## [Instructions]
1 – Summarize the passage on the Yorkville share purchase arrangement in two sentences.
2 – In the passage on the Yorkville share purchase arrangement, how many ordinary shares were issued to pay the commitment fee?

## [Given text]

§ §

At any time while a Promissory Note is outstanding, Yorkville has the right, in its sole discretion, to provide us with a notice (the “Investor Notice”) which shall be deemed an Advance Notice. Such Investor Notice shall select the amount and timing of the issuance by us of ordinary shares, at a price per share equal to the Conversion Price under the applicable Promissory Note.

 

Other

 

The issuance of our ordinary shares under the PPA (including pursuant to the conversion of the Promissory Notes, pursuant to an Advance Notice, pursuant to an Investor Notice or as the commitment fee) is subject to certain limitations, including that Yorkville may not purchase any ordinary shares that would result in it beneficially owning more than 4.99% of our ordinary shares.

 

In connection with the execution of the PPA, we agreed to pay a commitment fee of $250,000. Such commitment fee was paid on the date of the PPA in the form of 54,428 ordinary shares, which was derived using a per ordinary share price equal to the average of the daily VWAPs of the Ordinary Shares during the three trading days prior to the PPA.

§ §

## [Data supplied]

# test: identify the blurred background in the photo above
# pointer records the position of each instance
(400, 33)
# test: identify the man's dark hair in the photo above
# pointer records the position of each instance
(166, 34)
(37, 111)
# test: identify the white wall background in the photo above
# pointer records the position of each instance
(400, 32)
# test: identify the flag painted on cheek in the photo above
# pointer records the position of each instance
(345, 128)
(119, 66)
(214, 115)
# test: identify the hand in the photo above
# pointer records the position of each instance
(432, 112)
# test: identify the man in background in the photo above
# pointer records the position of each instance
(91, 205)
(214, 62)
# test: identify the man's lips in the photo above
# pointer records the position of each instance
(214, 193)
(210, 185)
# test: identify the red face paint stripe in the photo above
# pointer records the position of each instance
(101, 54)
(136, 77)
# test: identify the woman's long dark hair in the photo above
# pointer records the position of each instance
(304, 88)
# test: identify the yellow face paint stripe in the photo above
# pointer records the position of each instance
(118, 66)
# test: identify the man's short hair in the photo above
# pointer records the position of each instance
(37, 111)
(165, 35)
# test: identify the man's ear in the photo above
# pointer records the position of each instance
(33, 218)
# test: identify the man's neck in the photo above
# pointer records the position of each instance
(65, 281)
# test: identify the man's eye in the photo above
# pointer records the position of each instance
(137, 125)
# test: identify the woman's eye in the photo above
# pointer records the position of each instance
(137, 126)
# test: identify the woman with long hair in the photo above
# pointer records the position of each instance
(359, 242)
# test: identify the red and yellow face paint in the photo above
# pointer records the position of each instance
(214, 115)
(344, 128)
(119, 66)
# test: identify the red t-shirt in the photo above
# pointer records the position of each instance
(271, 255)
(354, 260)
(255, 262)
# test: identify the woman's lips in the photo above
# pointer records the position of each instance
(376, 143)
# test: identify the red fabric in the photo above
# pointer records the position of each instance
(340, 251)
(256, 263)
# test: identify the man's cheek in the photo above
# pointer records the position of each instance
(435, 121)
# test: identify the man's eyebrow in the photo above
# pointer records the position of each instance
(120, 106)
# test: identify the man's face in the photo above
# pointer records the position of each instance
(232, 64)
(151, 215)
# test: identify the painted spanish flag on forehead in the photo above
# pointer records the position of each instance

§ §

## [Solutions by task]
1 – While a Promissory Note is outstanding, Yorkville may at its sole discretion send an Investor Notice, deemed an Advance Notice, that selects the amount and timing of ordinary share issuances at the applicable note's Conversion Price. Issuances under the PPA are limited so that Yorkville may not beneficially own more than 4.99% of the ordinary shares, and the $250,000 commitment fee was paid on the PPA date as 54,428 ordinary shares priced at the average of the daily VWAPs over the three trading days before the PPA.

2 – 54,428 ordinary shares.